-- start Stored records --

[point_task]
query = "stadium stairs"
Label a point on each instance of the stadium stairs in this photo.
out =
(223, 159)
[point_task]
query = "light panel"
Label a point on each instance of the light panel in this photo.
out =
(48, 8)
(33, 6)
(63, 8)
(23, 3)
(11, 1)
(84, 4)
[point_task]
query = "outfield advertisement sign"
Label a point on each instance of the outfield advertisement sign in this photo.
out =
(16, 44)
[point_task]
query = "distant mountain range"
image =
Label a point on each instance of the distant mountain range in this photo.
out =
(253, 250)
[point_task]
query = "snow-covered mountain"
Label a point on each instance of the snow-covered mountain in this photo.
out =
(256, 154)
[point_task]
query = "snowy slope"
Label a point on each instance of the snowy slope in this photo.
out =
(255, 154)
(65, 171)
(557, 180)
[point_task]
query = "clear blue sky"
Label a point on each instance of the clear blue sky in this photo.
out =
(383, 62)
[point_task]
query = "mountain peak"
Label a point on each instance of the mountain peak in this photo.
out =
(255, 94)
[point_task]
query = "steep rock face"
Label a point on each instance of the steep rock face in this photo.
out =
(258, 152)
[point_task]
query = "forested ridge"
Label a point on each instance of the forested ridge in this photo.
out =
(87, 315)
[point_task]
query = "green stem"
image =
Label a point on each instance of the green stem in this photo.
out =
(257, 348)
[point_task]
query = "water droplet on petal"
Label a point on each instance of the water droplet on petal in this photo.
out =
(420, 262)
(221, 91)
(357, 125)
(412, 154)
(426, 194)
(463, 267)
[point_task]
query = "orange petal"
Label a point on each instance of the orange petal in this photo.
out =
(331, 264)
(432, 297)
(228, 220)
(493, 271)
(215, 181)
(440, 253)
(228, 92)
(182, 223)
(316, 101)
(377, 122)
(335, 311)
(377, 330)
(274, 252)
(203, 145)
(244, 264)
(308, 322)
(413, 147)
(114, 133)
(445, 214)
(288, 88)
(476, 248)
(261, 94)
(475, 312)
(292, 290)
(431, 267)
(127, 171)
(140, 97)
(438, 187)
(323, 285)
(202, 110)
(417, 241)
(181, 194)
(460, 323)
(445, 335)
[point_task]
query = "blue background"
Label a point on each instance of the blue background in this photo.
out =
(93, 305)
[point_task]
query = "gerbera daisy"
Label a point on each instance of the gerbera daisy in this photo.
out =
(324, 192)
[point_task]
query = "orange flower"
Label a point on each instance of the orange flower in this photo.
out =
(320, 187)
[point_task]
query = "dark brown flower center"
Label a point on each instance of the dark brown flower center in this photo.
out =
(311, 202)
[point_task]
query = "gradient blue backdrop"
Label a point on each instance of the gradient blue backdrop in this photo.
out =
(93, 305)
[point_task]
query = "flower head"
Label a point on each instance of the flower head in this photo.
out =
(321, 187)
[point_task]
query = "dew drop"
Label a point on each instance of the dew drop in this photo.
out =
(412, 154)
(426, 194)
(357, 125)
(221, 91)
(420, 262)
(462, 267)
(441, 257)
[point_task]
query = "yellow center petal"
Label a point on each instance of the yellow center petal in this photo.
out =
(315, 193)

-- end Stored records --

• _Task prompt_
How many lines in the entries above contain the word "light"? Reply with the number alone.

• _Complete answer_
2